_Data listing_:
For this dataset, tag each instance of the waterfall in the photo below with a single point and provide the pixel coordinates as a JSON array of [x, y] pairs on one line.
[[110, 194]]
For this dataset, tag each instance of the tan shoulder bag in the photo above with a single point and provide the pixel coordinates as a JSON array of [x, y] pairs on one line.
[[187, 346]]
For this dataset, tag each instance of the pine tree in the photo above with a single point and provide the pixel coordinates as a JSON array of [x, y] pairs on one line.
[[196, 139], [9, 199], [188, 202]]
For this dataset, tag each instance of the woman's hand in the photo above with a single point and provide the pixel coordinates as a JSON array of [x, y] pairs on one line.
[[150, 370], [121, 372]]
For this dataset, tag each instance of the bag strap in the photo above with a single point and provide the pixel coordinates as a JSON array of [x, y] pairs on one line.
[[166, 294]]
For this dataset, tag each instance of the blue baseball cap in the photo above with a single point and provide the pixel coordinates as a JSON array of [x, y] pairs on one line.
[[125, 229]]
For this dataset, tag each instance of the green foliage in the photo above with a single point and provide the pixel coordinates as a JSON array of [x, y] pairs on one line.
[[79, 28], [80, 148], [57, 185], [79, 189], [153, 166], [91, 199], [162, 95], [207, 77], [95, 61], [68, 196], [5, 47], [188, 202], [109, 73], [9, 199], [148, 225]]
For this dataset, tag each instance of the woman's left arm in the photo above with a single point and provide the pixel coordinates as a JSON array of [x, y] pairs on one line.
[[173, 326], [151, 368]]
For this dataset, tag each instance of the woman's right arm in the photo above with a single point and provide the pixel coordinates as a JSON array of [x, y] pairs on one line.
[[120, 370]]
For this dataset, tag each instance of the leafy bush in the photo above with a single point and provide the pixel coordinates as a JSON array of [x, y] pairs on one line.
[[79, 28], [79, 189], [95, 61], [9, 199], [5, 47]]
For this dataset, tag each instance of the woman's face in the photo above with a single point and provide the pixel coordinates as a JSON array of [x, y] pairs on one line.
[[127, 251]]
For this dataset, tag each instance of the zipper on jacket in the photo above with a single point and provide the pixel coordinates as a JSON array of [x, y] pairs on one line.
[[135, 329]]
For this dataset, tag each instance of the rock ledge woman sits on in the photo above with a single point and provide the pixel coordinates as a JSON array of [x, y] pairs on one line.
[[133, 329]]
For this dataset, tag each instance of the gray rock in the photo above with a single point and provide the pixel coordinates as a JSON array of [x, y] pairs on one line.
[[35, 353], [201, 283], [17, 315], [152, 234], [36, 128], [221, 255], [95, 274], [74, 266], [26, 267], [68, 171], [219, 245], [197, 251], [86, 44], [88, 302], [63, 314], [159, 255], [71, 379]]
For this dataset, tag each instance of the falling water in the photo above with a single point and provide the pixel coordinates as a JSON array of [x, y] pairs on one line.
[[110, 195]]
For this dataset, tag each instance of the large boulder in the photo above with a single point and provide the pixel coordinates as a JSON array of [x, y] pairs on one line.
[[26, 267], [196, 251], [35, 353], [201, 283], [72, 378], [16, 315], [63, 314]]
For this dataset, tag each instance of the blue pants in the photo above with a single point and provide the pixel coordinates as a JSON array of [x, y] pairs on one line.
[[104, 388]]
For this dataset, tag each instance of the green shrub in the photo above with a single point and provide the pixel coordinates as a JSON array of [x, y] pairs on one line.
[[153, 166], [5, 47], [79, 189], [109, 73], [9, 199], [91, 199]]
==
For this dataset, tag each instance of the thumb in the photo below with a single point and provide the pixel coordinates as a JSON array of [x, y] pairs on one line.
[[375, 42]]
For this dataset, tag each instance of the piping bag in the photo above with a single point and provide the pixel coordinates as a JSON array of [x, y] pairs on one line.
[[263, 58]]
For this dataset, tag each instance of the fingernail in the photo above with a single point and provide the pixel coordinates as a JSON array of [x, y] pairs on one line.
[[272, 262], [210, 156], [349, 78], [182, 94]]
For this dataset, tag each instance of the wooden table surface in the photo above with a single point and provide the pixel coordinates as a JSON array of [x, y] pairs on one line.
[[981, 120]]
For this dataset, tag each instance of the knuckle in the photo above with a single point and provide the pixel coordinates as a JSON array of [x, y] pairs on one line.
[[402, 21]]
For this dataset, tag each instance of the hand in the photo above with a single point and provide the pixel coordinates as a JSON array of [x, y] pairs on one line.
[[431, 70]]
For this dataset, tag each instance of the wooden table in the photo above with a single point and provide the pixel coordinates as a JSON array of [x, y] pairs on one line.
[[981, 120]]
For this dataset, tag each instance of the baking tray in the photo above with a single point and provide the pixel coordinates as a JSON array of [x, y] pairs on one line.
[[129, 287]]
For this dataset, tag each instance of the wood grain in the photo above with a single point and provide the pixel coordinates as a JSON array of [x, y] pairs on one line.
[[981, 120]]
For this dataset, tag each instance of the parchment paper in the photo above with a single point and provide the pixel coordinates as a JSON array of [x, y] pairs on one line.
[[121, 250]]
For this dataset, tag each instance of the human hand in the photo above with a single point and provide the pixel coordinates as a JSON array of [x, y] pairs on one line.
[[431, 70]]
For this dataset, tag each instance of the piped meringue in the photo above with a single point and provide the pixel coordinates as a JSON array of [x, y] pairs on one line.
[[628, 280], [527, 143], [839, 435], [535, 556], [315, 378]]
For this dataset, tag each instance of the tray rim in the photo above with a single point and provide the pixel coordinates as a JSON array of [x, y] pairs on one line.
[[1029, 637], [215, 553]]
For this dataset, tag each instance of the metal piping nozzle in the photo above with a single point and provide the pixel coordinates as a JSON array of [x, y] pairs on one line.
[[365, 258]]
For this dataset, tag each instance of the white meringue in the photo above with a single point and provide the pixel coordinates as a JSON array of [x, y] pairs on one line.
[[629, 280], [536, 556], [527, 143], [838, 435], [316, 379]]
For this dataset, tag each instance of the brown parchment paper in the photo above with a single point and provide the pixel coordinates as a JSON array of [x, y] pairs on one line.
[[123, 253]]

_Request_:
Copy out, word for word, everything from the line containing "For this dataset, tag each instance of the waterfall" down to the line containing "[[110, 194]]", including both of those lines. Give only those lines.

_Result of this task_:
For this dataset, tag each instance of the waterfall in the photo below with a single point and provide the pixel coordinates as a JSON array of [x, y] pairs on one line.
[[110, 194]]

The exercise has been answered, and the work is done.